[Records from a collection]
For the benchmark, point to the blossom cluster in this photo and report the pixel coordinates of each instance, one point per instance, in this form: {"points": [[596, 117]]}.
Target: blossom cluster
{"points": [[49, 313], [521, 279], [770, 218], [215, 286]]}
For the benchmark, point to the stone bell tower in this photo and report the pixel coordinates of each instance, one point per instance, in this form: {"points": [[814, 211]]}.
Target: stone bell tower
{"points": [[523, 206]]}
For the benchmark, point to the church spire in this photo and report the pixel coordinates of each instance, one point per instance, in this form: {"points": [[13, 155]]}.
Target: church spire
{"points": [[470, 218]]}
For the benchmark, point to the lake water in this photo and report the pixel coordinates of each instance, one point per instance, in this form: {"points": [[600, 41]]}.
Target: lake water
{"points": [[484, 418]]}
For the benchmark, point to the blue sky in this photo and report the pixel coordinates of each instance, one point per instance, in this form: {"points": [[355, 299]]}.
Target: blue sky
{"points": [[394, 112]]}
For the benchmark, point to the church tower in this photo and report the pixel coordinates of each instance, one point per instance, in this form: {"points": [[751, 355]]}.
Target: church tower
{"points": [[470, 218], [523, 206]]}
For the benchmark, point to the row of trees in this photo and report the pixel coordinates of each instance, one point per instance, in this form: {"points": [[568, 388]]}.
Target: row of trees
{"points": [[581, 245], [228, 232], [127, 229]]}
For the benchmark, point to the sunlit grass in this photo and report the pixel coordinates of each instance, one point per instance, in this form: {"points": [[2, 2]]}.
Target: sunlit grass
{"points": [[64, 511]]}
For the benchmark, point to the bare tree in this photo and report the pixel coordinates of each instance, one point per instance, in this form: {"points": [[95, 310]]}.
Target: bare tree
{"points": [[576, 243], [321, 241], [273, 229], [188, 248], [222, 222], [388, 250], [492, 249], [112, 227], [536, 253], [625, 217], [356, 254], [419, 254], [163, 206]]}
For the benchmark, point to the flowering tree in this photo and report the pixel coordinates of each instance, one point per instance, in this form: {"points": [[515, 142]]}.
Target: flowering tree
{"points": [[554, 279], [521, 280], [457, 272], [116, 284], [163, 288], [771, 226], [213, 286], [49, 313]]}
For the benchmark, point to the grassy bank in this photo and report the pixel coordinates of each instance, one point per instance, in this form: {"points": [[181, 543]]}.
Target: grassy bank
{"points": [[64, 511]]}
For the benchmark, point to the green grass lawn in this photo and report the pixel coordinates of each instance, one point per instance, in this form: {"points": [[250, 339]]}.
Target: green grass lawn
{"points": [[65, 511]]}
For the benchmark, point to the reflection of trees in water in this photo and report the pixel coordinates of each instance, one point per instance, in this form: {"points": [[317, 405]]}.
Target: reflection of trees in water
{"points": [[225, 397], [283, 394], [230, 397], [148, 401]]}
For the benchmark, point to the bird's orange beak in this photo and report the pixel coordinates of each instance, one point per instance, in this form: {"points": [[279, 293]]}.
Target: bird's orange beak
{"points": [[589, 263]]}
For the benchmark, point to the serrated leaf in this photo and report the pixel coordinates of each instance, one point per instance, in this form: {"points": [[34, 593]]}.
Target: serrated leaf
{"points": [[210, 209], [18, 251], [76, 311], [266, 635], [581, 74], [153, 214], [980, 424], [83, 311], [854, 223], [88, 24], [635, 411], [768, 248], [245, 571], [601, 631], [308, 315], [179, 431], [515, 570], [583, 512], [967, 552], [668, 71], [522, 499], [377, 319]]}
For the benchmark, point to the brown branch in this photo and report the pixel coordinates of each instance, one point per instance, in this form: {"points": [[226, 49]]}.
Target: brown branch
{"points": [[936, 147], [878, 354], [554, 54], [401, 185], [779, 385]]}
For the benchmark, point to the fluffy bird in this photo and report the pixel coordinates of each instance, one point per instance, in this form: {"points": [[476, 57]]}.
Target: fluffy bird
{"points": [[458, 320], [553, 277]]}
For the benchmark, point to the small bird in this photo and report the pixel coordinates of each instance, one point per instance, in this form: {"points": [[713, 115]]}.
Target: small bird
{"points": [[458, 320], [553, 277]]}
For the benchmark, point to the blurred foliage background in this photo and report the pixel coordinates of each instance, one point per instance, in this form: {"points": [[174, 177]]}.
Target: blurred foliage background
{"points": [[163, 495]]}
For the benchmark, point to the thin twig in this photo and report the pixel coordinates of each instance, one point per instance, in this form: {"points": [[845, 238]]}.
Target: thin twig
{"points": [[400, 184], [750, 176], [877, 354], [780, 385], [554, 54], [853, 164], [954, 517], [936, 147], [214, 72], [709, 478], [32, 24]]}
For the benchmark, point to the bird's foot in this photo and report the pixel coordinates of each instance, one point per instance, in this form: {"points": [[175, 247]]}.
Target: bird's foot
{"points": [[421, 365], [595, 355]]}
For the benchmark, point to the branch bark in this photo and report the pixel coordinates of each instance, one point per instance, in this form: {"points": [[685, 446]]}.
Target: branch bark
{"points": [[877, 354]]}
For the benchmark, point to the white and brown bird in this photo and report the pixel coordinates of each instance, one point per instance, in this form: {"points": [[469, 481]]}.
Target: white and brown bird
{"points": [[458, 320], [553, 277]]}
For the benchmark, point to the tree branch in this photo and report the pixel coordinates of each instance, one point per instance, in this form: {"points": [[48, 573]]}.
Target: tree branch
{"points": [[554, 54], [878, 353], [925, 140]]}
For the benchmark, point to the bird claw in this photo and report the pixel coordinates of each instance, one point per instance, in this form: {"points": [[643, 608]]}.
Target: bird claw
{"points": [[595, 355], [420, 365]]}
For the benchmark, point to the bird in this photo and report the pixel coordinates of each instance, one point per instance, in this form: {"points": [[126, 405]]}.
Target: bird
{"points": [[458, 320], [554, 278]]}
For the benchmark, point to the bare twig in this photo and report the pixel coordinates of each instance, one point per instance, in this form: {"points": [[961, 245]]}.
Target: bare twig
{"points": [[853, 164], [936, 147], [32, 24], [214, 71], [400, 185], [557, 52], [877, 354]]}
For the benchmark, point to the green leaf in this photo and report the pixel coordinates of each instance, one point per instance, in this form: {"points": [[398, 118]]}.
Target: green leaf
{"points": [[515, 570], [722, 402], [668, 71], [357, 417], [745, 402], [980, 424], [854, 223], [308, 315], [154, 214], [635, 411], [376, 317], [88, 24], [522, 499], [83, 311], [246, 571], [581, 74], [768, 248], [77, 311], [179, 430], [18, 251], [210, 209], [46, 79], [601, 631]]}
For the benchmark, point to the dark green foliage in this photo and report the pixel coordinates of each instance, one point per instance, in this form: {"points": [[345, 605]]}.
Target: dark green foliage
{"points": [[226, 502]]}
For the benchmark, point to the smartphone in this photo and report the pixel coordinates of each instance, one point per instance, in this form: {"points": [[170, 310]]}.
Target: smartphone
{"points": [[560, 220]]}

## EXERCISE PROMPT
Copy every line of the data above verbatim, with nothing changed.

## EXERCISE SOLUTION
For the benchmark, point to the blossom cluster in this photo and report the pixel coordinates of each instance, one point per instance, in this form: {"points": [[596, 117]]}.
Target: blossom cluster
{"points": [[49, 313], [521, 279], [770, 218], [215, 286]]}
For the benchmark, point to the stone bell tower in this photo and report the pixel coordinates of each instance, one point per instance, in this form: {"points": [[814, 211]]}.
Target: stone bell tower
{"points": [[523, 206]]}
For the benchmark, point to the church spire in this photo and report the pixel coordinates of each instance, one point per instance, in this form: {"points": [[13, 155]]}.
Target: church spire
{"points": [[470, 218]]}
For the benchmark, point to the lake water in this photo and report the pixel coordinates of each instance, one point per instance, in this form: {"points": [[600, 41]]}.
Target: lake water
{"points": [[484, 418]]}
For the benchmark, point to the blue sky in this photo and report the pixel coordinates of each instance, one point per instance, in this form: {"points": [[355, 299]]}.
Target: blue sky
{"points": [[394, 112]]}
For the benchmark, point to the church tower in this photo and report the pixel coordinates of each instance, one point per instance, in this form: {"points": [[751, 355]]}.
Target: church tower
{"points": [[470, 218], [523, 206]]}
For the benchmark, point to the row of trees in this photo and report the pixel coordinates of each instance, one point per instance, in this form: {"points": [[568, 388]]}.
Target: row of trees
{"points": [[581, 245], [228, 232], [127, 229]]}
For the benchmark, point to the sunlit grass in this photo and report the pixel coordinates of each instance, one point per instance, in this form: {"points": [[2, 2]]}.
Target: sunlit grass
{"points": [[64, 511]]}
For the benchmark, point to the bare tree in this photo and report the pixel coordinates of each instance, one point per instance, in this form: {"points": [[95, 310]]}.
Target: bare tree
{"points": [[576, 243], [321, 241], [273, 229], [188, 248], [222, 222], [388, 250], [492, 249], [112, 227], [536, 253], [625, 217], [356, 254], [419, 254], [163, 206]]}
For the benchmark, point to the flowering tree in this photo and report the pixel coordinates of each instance, one point per instance, in this form: {"points": [[515, 142]]}.
Target: flowering tree
{"points": [[554, 279], [521, 280], [457, 272], [116, 284], [163, 288], [771, 226], [213, 286], [49, 313]]}
For the benchmark, point to the grassy bank in this photo and report the pixel coordinates of each instance, one point per instance, in this form: {"points": [[181, 543]]}.
Target: grassy bank
{"points": [[64, 511]]}
For the benchmark, point to the green grass lawn in this photo and report the pixel coordinates of each instance, one point per instance, in this form: {"points": [[250, 339]]}.
Target: green grass lawn
{"points": [[65, 511]]}
For the benchmark, point to the reflection of trees in water in this photo and report the pixel coordinates of each instance, one point per instance, in this form: {"points": [[317, 405]]}.
Target: reflection of trees in water
{"points": [[225, 397], [283, 394], [230, 397], [148, 401]]}
For the benchmark, point to the bird's orange beak in this photo and report the pixel coordinates of each instance, one point per instance, in this form: {"points": [[279, 293]]}.
Target: bird's orange beak
{"points": [[589, 263]]}
For the benchmark, point to the serrated leaf in this photo and report the pixel coordinates of each instance, one point per instance, in this form: {"points": [[34, 593]]}.
Target: serrated leaf
{"points": [[210, 209], [18, 251], [76, 311], [266, 635], [581, 74], [153, 214], [980, 424], [83, 311], [854, 223], [88, 24], [635, 411], [768, 248], [245, 571], [601, 631], [308, 315], [179, 431], [515, 570], [583, 512], [967, 552], [668, 71], [522, 499], [377, 319]]}
For the benchmark, point to the brown branch in this photo and report the pixel coordinates of each instance, one point per instance, in this form: {"points": [[226, 49]]}.
Target: brown branch
{"points": [[936, 147], [878, 354], [554, 54], [401, 185], [779, 385]]}
For the benchmark, point to the fluffy bird in this photo and report the pixel coordinates of each instance, one point per instance, in this form: {"points": [[476, 57]]}.
Target: fluffy bird
{"points": [[458, 320], [553, 277]]}
For the benchmark, point to the small bird in this photo and report the pixel coordinates of each instance, one point per instance, in this form: {"points": [[713, 115]]}.
Target: small bird
{"points": [[458, 320], [553, 277]]}
For the benchmark, point to the blurred foliage background in this photo and report the pixel coordinates of each instance, one point per instance, in this form: {"points": [[174, 177]]}.
Target: blurred foliage background
{"points": [[163, 495]]}
For the benchmark, point to the thin twig in this photo and report the pixel coordinates of each instance, one point per instance, in this form: {"points": [[845, 238]]}.
Target: thin twig
{"points": [[400, 184], [750, 176], [877, 354], [780, 385], [554, 54], [853, 164], [954, 517], [936, 147], [214, 72], [709, 478], [32, 24]]}
For the benchmark, point to the bird's foot in this photo and report the pixel coordinates of each instance, one point per instance, in this form: {"points": [[175, 247]]}.
Target: bird's foot
{"points": [[421, 365], [595, 355]]}
For the benchmark, point to the branch bark in this photo and report the pixel coordinates of each instance, one point per instance, in this form: {"points": [[685, 446]]}.
Target: branch bark
{"points": [[877, 354]]}
For the benchmark, point to the white and brown bird in this photo and report the pixel coordinates of each instance, one point per instance, in this form: {"points": [[469, 481]]}.
Target: white and brown bird
{"points": [[458, 320], [553, 277]]}
For the benchmark, point to the tree branch in this photo and report the pixel coordinates of each instance, one point per instance, in this form: {"points": [[48, 573]]}.
Target: tree branch
{"points": [[554, 54], [878, 353], [925, 140]]}
For the benchmark, point to the bird claw in this photo and report the pixel coordinates of each instance, one point per instance, in this form: {"points": [[643, 608]]}.
Target: bird claw
{"points": [[595, 355], [420, 365]]}
For the benchmark, point to the bird in this photo and report the pixel coordinates of each instance, one point per instance, in this form: {"points": [[126, 405]]}.
Target: bird
{"points": [[458, 320], [554, 278]]}
For the benchmark, point to the bare twig in this photo and report the pixel coordinates of each instance, one point per instance, in this form: {"points": [[961, 245]]}.
Target: bare twig
{"points": [[853, 164], [936, 147], [32, 24], [214, 71], [400, 185], [557, 52], [877, 354]]}
For the benchmark, point to the green leaf in this photo and report the pixel coordinates of each instance, one point per instance, in this form: {"points": [[398, 118]]}.
Target: green leaf
{"points": [[515, 570], [722, 402], [668, 71], [357, 417], [745, 402], [980, 424], [854, 223], [308, 315], [154, 214], [635, 411], [376, 317], [88, 24], [522, 499], [83, 311], [246, 571], [581, 74], [768, 248], [77, 311], [179, 430], [18, 251], [210, 209], [46, 79], [601, 631]]}
For the benchmark, point to the dark green foliage in this photo and report the pixel coordinates of each instance, one point per instance, in this form: {"points": [[345, 605]]}.
Target: dark green foliage
{"points": [[226, 502]]}
For the benchmark, point to the smartphone in this photo and report the pixel coordinates of each instance, one point per instance, in this form: {"points": [[170, 310]]}.
Target: smartphone
{"points": [[560, 220]]}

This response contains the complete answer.